___ Input for this task ___

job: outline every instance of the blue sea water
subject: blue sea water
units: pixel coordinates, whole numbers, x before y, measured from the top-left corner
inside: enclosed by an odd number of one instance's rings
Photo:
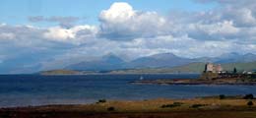
[[[0,107],[92,103],[98,99],[191,98],[219,94],[256,94],[256,86],[133,85],[156,79],[196,79],[199,75],[1,75]]]

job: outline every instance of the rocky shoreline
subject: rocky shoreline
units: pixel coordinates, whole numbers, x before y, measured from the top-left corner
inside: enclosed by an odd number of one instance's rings
[[[200,79],[171,79],[171,80],[153,80],[153,81],[134,81],[136,85],[230,85],[230,86],[256,86],[256,82],[242,82],[240,79],[219,79],[219,80],[200,80]]]

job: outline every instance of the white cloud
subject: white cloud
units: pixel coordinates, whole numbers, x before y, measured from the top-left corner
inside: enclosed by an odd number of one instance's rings
[[[165,52],[191,58],[233,51],[256,53],[256,2],[215,1],[221,5],[210,11],[170,12],[169,16],[114,3],[99,14],[99,26],[64,29],[2,24],[0,54],[5,58],[0,60],[49,69],[111,52],[126,60]]]
[[[101,37],[115,40],[131,40],[167,34],[165,18],[156,12],[140,12],[128,3],[113,3],[99,15]]]
[[[12,32],[0,32],[0,39],[14,39],[15,34]]]
[[[79,44],[89,38],[95,38],[97,29],[91,26],[76,26],[71,29],[49,28],[43,36],[50,40]]]

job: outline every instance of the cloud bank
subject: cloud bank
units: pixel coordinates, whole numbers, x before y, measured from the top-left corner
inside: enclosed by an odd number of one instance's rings
[[[164,52],[191,58],[228,52],[256,53],[255,1],[194,1],[215,2],[218,7],[199,12],[170,11],[162,16],[117,2],[99,13],[97,26],[73,25],[79,19],[75,17],[42,16],[29,17],[29,21],[54,22],[59,26],[2,24],[0,72],[61,68],[107,53],[126,60]]]

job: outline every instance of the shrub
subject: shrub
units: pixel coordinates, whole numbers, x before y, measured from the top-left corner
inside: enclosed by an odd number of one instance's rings
[[[225,95],[224,94],[220,94],[220,99],[224,99]]]
[[[193,104],[193,105],[190,106],[190,107],[192,107],[192,108],[199,108],[199,107],[201,107],[201,106],[205,106],[205,104]]]
[[[250,94],[246,94],[245,96],[243,96],[243,98],[244,98],[244,99],[253,99],[254,96],[253,96],[252,93],[250,93]]]
[[[183,103],[181,102],[174,102],[172,104],[163,104],[160,107],[161,108],[173,108],[173,107],[177,107],[177,106],[181,106]]]
[[[248,102],[247,102],[247,105],[248,105],[248,106],[252,106],[252,105],[253,105],[253,102],[252,102],[252,101],[248,101]]]
[[[107,111],[114,111],[114,110],[115,110],[115,109],[114,109],[114,107],[112,107],[112,106],[107,108]]]
[[[98,101],[96,103],[104,103],[104,102],[106,102],[105,99],[98,99]]]

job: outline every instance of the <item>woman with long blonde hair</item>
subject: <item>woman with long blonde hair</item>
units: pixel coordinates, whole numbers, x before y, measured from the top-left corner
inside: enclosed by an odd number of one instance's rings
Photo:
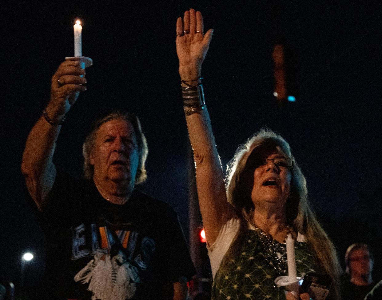
[[[330,276],[329,297],[339,299],[335,249],[309,208],[305,179],[289,144],[262,129],[239,147],[225,179],[201,77],[213,31],[203,33],[201,14],[193,9],[178,18],[176,30],[184,111],[214,278],[212,298],[285,299],[273,281],[286,275],[285,241],[290,233],[298,276],[313,271]],[[296,298],[290,293],[286,297]]]

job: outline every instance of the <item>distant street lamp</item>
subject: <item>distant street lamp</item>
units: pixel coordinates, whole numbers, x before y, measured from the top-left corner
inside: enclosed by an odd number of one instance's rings
[[[23,256],[23,258],[27,261],[33,259],[33,254],[30,252],[27,252]]]
[[[20,278],[20,292],[22,297],[24,294],[24,271],[25,269],[25,262],[29,261],[33,259],[33,254],[30,252],[26,252],[21,256],[21,268]]]

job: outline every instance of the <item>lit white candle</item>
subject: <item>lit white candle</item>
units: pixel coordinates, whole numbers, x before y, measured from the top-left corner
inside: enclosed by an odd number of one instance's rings
[[[73,28],[74,29],[74,56],[82,56],[82,26],[78,20],[76,21]]]
[[[288,260],[288,274],[290,282],[294,282],[297,279],[296,272],[296,257],[295,256],[295,240],[292,235],[288,235],[286,239],[286,259]]]

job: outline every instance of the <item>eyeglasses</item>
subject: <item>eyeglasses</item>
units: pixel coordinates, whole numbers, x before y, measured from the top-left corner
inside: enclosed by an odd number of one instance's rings
[[[350,261],[355,261],[356,262],[361,261],[369,261],[370,260],[369,255],[365,255],[359,257],[353,257],[350,258]]]
[[[268,163],[268,161],[272,160],[278,167],[291,168],[293,166],[293,161],[290,158],[282,157],[274,158],[266,158],[264,157],[254,158],[254,162],[258,167],[265,166]]]

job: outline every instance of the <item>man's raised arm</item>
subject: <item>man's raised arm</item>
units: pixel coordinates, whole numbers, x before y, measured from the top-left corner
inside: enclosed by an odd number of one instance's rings
[[[21,171],[31,197],[42,210],[56,178],[53,154],[61,129],[79,92],[86,91],[85,70],[78,60],[62,63],[52,78],[50,100],[27,139]]]

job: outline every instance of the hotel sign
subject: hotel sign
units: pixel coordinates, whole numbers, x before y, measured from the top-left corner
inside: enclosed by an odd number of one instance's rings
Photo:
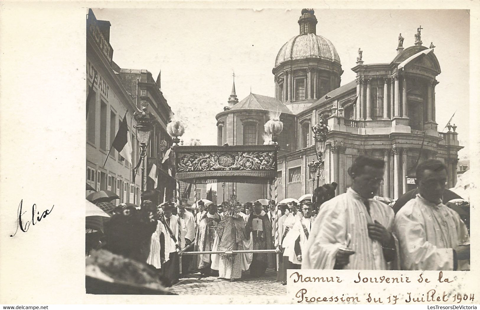
[[[113,49],[100,31],[96,18],[91,10],[88,10],[88,17],[87,18],[87,31],[90,33],[94,40],[105,58],[111,64],[112,57],[113,56]]]

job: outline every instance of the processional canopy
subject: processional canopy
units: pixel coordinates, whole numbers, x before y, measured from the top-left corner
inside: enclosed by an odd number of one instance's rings
[[[175,146],[175,179],[187,183],[265,184],[276,177],[276,145]]]

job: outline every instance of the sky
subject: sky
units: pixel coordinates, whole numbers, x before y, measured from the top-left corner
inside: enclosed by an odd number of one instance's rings
[[[278,50],[299,34],[302,8],[277,9],[94,9],[109,21],[113,60],[121,68],[146,69],[156,78],[176,117],[186,125],[183,139],[216,143],[215,115],[228,105],[233,72],[239,100],[251,91],[274,96],[272,69]],[[342,83],[355,78],[357,50],[364,64],[389,63],[398,34],[413,45],[420,25],[442,73],[437,77],[438,129],[456,123],[460,159],[468,157],[469,14],[467,10],[316,10],[317,34],[335,46],[344,71]]]

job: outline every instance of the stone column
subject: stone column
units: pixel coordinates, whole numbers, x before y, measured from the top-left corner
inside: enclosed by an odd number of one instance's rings
[[[288,84],[288,73],[287,71],[283,74],[283,101],[287,101],[287,91],[288,89],[287,85]]]
[[[293,81],[292,79],[292,71],[288,70],[288,101],[292,101],[292,93],[293,91],[292,85],[293,84]]]
[[[404,76],[402,79],[402,117],[407,119],[408,117],[408,115],[407,112],[407,77]]]
[[[346,178],[347,169],[345,167],[346,156],[345,151],[347,148],[345,145],[342,145],[338,147],[338,186],[337,187],[337,193],[341,194],[345,192],[347,190],[346,188]]]
[[[432,121],[433,119],[432,118],[432,111],[433,105],[432,101],[432,93],[433,81],[429,81],[427,85],[427,121]]]
[[[391,119],[393,118],[394,115],[395,115],[395,80],[393,79],[393,77],[390,79],[390,118]]]
[[[307,68],[307,83],[305,86],[307,95],[305,99],[312,99],[312,68],[310,67]]]
[[[407,149],[402,149],[402,192],[407,192]]]
[[[278,83],[276,76],[274,76],[273,80],[275,82],[275,98],[278,99]]]
[[[400,89],[398,88],[398,75],[393,76],[395,83],[395,116],[400,117]]]
[[[454,158],[452,165],[452,186],[454,187],[456,185],[456,166],[458,163],[458,158]]]
[[[372,120],[372,80],[367,79],[367,120]]]
[[[313,72],[313,98],[317,99],[317,84],[318,83],[318,72],[315,70]]]
[[[432,120],[435,121],[435,86],[437,85],[439,82],[436,80],[433,80],[433,83],[432,85]]]
[[[384,172],[384,196],[389,197],[391,196],[390,193],[390,150],[387,149],[384,151],[384,160],[385,161],[385,170]]]
[[[336,182],[337,184],[339,184],[338,165],[340,164],[340,158],[338,156],[338,145],[336,143],[330,144],[330,153],[332,154],[332,157],[330,161],[330,183]],[[338,189],[338,188],[337,189]]]
[[[360,79],[355,80],[357,83],[357,103],[355,104],[355,119],[360,119]]]
[[[365,102],[365,98],[363,98],[363,79],[360,79],[360,119],[363,120],[365,118],[365,111],[363,111],[363,103]]]
[[[388,79],[384,79],[384,119],[388,119]]]
[[[393,173],[393,197],[394,199],[397,199],[400,195],[400,184],[398,180],[398,174],[400,173],[400,149],[396,147],[393,149],[394,167],[392,170]]]

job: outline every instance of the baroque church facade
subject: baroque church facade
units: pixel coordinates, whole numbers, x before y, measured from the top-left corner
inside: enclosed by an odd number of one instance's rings
[[[447,186],[453,187],[462,147],[456,126],[445,133],[437,131],[435,88],[441,72],[434,47],[422,46],[421,28],[413,46],[404,48],[399,36],[390,63],[364,64],[359,49],[351,69],[356,79],[341,86],[340,57],[331,42],[316,34],[317,23],[313,10],[302,10],[300,34],[284,44],[275,60],[274,96],[250,94],[239,101],[234,82],[228,106],[216,116],[217,144],[262,144],[269,112],[281,111],[277,201],[298,199],[316,187],[308,164],[317,159],[312,127],[321,119],[330,131],[319,185],[336,182],[337,194],[351,185],[347,168],[360,155],[385,162],[380,195],[396,199],[414,188],[416,163],[432,158],[447,165]],[[235,194],[242,202],[269,196],[266,184],[223,185],[218,184],[219,195]]]

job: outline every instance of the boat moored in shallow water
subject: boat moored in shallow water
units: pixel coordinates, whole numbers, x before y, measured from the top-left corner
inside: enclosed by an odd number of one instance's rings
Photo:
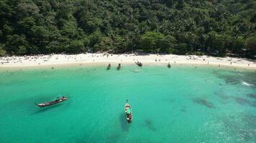
[[[128,123],[131,123],[132,121],[132,107],[128,103],[128,99],[127,99],[127,103],[124,105],[124,113],[125,113],[125,117]]]
[[[108,66],[106,67],[106,69],[108,70],[110,69],[111,66],[111,64],[109,64]]]
[[[117,70],[119,70],[121,69],[121,64],[118,64],[118,66],[116,68]]]
[[[64,102],[68,98],[66,97],[58,97],[56,100],[52,101],[52,102],[48,102],[40,103],[40,104],[35,104],[40,107],[47,107],[47,106],[53,105],[55,104],[58,104],[60,102]]]
[[[167,66],[168,66],[168,68],[170,68],[170,64],[168,63],[168,64],[167,65]]]
[[[139,66],[142,66],[142,62],[140,62],[140,61],[135,61],[135,64],[137,64],[137,65],[138,65]]]

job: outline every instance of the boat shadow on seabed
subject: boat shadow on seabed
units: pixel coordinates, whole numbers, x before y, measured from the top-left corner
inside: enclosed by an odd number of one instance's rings
[[[63,104],[55,104],[53,106],[50,106],[50,107],[47,107],[45,108],[40,108],[37,109],[36,112],[35,112],[34,113],[32,113],[32,114],[40,114],[40,113],[43,113],[47,111],[50,111],[51,109],[54,109],[55,108],[57,108],[60,106],[61,106]]]
[[[125,119],[125,114],[124,113],[121,113],[119,115],[119,122],[121,128],[123,132],[126,132],[129,131],[129,124],[127,121]]]

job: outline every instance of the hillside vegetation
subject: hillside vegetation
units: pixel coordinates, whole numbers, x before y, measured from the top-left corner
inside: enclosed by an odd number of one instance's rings
[[[256,54],[255,0],[1,0],[0,55]]]

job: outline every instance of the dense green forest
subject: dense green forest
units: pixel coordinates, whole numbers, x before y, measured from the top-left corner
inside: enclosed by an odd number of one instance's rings
[[[255,0],[1,0],[0,55],[256,55]]]

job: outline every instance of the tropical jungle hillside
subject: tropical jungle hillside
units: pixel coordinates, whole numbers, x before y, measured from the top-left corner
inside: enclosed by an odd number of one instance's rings
[[[1,0],[0,55],[256,55],[255,0]]]

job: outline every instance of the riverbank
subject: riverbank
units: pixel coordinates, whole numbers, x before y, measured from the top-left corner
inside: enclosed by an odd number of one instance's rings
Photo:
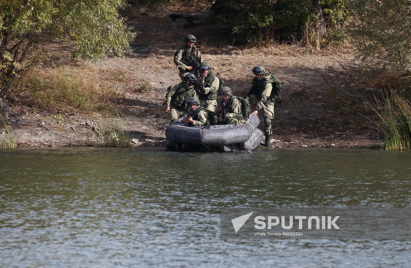
[[[173,56],[190,33],[197,37],[203,60],[211,63],[213,72],[226,85],[236,89],[235,95],[246,95],[253,77],[251,70],[256,65],[275,72],[284,82],[282,101],[276,104],[272,121],[274,147],[381,146],[382,137],[358,114],[369,115],[364,100],[379,89],[362,82],[359,65],[353,63],[349,50],[312,54],[292,46],[233,47],[221,41],[223,34],[217,26],[185,29],[182,20],[173,22],[168,17],[180,12],[129,9],[125,12],[128,23],[140,32],[131,44],[134,54],[124,59],[109,56],[96,65],[86,65],[99,83],[118,93],[115,115],[76,111],[56,114],[12,102],[8,120],[17,145],[95,145],[96,127],[114,124],[129,132],[135,146],[164,145],[169,120],[162,104],[167,88],[180,81]],[[53,56],[39,68],[85,69],[69,60],[72,44],[50,42],[44,46]]]

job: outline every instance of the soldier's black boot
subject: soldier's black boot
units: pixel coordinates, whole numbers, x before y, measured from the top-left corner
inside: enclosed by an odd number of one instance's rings
[[[270,142],[270,135],[266,134],[266,146],[268,147],[271,146],[271,143]]]
[[[170,17],[174,21],[175,21],[178,19],[181,19],[181,14],[170,14]]]

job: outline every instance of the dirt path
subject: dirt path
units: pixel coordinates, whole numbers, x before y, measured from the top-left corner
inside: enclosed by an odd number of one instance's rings
[[[283,81],[283,98],[276,104],[272,121],[275,147],[381,144],[369,124],[347,111],[350,106],[364,108],[362,100],[367,93],[367,89],[353,82],[357,66],[351,63],[350,54],[310,56],[280,46],[242,49],[224,44],[223,34],[216,26],[183,28],[182,20],[173,22],[168,17],[169,14],[176,12],[179,11],[164,8],[150,12],[126,10],[128,23],[141,32],[132,44],[135,54],[124,59],[107,56],[97,65],[90,65],[97,70],[102,82],[115,87],[124,96],[119,107],[122,118],[50,115],[15,105],[9,121],[18,144],[94,144],[95,122],[104,125],[114,121],[130,131],[136,145],[162,145],[169,121],[162,104],[167,88],[179,82],[173,55],[183,44],[183,37],[190,33],[198,39],[203,60],[211,62],[213,72],[227,86],[235,87],[236,95],[246,95],[253,77],[251,69],[256,65],[275,71]],[[53,43],[47,47],[57,56],[53,64],[74,67],[67,59],[71,44]],[[141,92],[138,89],[144,83],[145,90]],[[260,127],[263,128],[263,124]]]

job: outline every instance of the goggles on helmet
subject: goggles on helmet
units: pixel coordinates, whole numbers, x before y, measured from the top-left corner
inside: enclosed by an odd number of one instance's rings
[[[189,74],[185,76],[185,78],[187,79],[196,79],[196,76],[193,74]]]
[[[261,72],[261,69],[259,67],[254,67],[253,68],[253,72]]]
[[[189,99],[187,100],[187,104],[188,105],[192,105],[193,104],[198,104],[197,101],[194,99]]]

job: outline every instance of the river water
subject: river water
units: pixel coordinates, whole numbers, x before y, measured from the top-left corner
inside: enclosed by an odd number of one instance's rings
[[[410,207],[410,182],[411,154],[367,149],[0,151],[0,267],[408,268],[409,240],[224,240],[219,221],[222,207]]]

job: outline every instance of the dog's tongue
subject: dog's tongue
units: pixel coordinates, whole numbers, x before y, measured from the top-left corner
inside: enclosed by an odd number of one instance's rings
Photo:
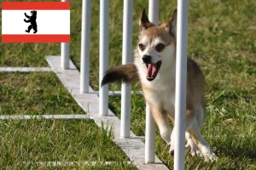
[[[148,68],[147,68],[147,76],[149,76],[149,77],[152,77],[155,75],[156,73],[156,64],[154,65],[152,65],[152,64],[149,64],[148,65]]]

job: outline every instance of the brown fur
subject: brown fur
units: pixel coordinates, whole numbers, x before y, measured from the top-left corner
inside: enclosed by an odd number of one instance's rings
[[[108,70],[102,81],[102,86],[110,82],[131,83],[139,81],[135,65],[122,65]]]

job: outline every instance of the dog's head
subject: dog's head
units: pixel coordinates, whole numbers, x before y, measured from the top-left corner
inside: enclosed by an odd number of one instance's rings
[[[162,65],[170,63],[175,58],[176,46],[176,22],[177,10],[171,19],[160,25],[151,23],[143,9],[140,20],[140,32],[136,55],[137,62],[142,62],[147,69],[146,78],[153,81],[161,67],[170,65]],[[139,61],[138,61],[139,60]],[[164,68],[163,68],[164,69]]]
[[[30,11],[30,13],[31,13],[32,16],[32,15],[37,15],[37,11],[35,11],[35,10]]]

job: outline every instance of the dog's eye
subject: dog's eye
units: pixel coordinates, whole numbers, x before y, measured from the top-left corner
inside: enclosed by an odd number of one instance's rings
[[[155,46],[155,50],[158,52],[160,52],[161,50],[163,50],[165,48],[165,45],[162,43],[159,43],[157,44],[157,46]]]
[[[145,46],[142,43],[139,44],[139,48],[143,51],[145,49]]]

___

Set down nothing but the lines from the one with "job: outline every instance of the dog's eye" through the end of the records, keeping each line exactly as written and including both ends.

- [Reply]
job: outline every instance of the dog's eye
subject: dog's eye
units: pixel coordinates, whole numbers, x before y, measured from the top-left corner
inside: enclosed by an odd number of one instance's rings
[[[155,46],[155,50],[158,52],[160,52],[161,50],[163,50],[165,48],[165,45],[162,43],[159,43],[157,44],[157,46]]]
[[[145,46],[142,43],[139,44],[139,48],[143,51],[145,49]]]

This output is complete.